◆ Exercise goal ◆
Carry the account of leaving a cosmetics career to teach elementary school onward, starting right after its final sentence.

◆ Document segment ◆
************

Stacey’s M.M.: Teaching


I graduated from college with a B.A. in Communication and a minor in U.S. History. Even though I decided to move to NYC to work in the cosmetics industry, I secretly wanted to become a teacher. However, due to the low salaries, I decided against it, even though I loved the two years I spent teaching religious school at Adas Israel Congregation.

Even though I resisted the temptation to teach right out of college, it lingered inside of me for a couple of years. By March 2002, I was interviewing at a weekly magazine to be a beauty/fashion copywriter. The first interview went well and they wanted me to take the edit test. However, the only words out of my mouth when I told my parents the good news was, “I want to teach elementary school.”
My Dad looked at me and said, “Well, then you have to go to graduate school.”
“I know!” I said.
Two days later I obtained an application to Hunter College. By late May 2002 I found out I had been accepted into the M.S. Ed. Program in Childhood Education. I quit my job doing marketing and public relations for a hair care company in June and began working on my masters in August 2002. (I did freelance doing public relations for cosmetic companies while in grad school… so really I didn’t leave my ‘former life’ until January 2004.)

************

Stored items

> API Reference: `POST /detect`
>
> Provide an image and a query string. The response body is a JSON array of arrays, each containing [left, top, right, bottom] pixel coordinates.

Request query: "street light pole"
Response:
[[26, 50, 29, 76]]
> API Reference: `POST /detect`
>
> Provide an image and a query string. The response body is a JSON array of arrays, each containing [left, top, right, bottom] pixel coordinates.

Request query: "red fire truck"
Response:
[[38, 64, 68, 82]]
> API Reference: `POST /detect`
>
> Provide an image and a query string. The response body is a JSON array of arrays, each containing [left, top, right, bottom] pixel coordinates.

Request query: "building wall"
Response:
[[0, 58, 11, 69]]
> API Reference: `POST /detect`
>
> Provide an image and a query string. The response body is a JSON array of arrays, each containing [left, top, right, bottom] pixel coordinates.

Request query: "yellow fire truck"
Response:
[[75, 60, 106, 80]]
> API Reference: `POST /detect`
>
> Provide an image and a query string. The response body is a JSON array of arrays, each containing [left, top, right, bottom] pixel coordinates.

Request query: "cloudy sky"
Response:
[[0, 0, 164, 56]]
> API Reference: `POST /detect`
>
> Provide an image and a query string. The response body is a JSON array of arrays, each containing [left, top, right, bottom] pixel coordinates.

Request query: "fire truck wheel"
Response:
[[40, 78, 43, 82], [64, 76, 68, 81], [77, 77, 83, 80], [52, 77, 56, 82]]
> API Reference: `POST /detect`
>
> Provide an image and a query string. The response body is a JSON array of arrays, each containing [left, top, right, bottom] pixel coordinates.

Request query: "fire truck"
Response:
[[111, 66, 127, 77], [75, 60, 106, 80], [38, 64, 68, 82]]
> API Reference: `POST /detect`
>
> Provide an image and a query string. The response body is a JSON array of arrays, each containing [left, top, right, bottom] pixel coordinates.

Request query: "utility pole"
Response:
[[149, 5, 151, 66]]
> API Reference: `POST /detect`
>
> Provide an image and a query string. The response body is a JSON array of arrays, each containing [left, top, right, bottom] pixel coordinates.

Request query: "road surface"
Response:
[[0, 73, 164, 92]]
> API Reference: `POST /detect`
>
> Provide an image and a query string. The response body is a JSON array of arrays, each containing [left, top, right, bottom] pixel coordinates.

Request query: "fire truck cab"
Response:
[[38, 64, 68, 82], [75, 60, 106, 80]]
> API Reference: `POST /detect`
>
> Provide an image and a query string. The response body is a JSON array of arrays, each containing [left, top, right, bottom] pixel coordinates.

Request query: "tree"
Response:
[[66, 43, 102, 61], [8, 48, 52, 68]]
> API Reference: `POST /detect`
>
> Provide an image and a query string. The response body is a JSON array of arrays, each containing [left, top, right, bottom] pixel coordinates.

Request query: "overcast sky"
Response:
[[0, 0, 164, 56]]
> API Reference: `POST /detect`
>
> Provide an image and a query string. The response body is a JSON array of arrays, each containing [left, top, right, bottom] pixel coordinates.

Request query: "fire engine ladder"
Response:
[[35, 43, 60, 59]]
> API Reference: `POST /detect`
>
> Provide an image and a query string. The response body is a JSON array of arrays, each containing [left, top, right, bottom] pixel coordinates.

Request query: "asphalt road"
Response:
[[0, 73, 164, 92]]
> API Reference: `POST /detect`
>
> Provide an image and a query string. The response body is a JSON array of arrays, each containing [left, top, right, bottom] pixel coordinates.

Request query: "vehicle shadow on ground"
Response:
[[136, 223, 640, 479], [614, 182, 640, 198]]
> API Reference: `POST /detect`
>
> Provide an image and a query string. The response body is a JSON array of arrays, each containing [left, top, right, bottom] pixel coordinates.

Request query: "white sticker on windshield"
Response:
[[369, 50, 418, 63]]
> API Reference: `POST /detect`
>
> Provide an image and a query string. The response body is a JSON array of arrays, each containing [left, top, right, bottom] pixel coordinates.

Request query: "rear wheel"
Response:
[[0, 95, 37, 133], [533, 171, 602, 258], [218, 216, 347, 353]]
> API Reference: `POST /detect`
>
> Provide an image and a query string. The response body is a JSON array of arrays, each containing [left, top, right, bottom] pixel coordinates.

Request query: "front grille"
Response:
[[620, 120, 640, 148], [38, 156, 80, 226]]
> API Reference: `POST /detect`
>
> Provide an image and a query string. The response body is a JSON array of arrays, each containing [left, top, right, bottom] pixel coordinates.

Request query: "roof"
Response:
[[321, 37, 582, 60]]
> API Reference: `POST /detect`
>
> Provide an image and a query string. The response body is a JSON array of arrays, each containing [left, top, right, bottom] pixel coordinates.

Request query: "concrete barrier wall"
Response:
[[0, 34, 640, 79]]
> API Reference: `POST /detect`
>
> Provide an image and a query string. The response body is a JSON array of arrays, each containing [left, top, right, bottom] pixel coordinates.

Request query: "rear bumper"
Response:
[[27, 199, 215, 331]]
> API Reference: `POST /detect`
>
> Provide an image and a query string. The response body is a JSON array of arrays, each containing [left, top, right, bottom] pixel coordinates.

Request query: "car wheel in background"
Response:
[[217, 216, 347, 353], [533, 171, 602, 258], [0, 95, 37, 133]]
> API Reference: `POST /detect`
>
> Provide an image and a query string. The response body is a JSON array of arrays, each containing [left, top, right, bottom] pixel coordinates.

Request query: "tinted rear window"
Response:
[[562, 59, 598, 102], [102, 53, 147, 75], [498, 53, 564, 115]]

************

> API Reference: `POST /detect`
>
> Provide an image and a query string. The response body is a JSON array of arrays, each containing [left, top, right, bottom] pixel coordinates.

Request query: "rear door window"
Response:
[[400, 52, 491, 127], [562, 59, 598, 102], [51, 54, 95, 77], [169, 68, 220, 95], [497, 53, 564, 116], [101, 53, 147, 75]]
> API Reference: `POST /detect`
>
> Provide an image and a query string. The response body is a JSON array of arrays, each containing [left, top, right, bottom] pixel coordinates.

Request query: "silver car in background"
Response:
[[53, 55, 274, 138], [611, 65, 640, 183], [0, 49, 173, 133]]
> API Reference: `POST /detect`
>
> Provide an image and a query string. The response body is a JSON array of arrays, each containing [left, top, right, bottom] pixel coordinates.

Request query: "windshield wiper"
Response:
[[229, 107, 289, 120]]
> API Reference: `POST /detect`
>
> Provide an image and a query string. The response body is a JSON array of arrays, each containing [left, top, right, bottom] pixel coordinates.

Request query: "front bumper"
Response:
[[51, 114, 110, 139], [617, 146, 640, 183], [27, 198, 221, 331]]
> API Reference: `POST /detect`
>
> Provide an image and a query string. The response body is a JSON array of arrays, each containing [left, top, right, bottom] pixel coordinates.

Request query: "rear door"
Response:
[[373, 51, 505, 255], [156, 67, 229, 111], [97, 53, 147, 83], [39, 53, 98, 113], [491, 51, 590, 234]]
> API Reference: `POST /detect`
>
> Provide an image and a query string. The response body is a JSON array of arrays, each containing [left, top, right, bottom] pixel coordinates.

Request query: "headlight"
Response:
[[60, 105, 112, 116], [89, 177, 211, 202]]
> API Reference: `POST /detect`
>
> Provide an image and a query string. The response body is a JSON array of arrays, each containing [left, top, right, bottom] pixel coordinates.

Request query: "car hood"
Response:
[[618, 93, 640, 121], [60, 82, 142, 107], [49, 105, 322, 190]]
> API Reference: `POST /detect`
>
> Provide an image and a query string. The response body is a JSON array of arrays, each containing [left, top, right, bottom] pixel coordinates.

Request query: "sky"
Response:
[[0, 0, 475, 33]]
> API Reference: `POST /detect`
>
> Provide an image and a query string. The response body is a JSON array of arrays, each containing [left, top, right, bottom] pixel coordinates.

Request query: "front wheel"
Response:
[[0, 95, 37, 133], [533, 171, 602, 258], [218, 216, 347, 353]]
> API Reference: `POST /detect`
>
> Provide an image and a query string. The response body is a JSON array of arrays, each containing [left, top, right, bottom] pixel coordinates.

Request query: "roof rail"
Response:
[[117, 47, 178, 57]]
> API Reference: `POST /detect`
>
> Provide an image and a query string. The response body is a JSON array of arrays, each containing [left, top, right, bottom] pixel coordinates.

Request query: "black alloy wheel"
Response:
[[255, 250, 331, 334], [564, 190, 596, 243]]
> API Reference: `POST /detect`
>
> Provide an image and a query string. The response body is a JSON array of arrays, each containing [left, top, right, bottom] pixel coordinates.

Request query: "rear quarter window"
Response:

************

◆ Exercise output ◆
I’ve never looked back. I’ve never regretted my decision. Sometimes I wish I had listened to my heart and had gone straight into teaching after college. However, I now I realize that the experiences I had between college and teaching are what make me the unique educator that I am.

Jeb Bush once said:

Teachers make a difference, and we would serve our students better by focusing on attracting and retaining the quality teachers by raising teacher pay.

I hope that a raise in pay for educators eventually happens. However, teaching salaries will never be aligned with the kinds of money top lawyers make, I feel that if you’re in it (teaching) for the right reasons, you get paid more than any partner in a law will ever make.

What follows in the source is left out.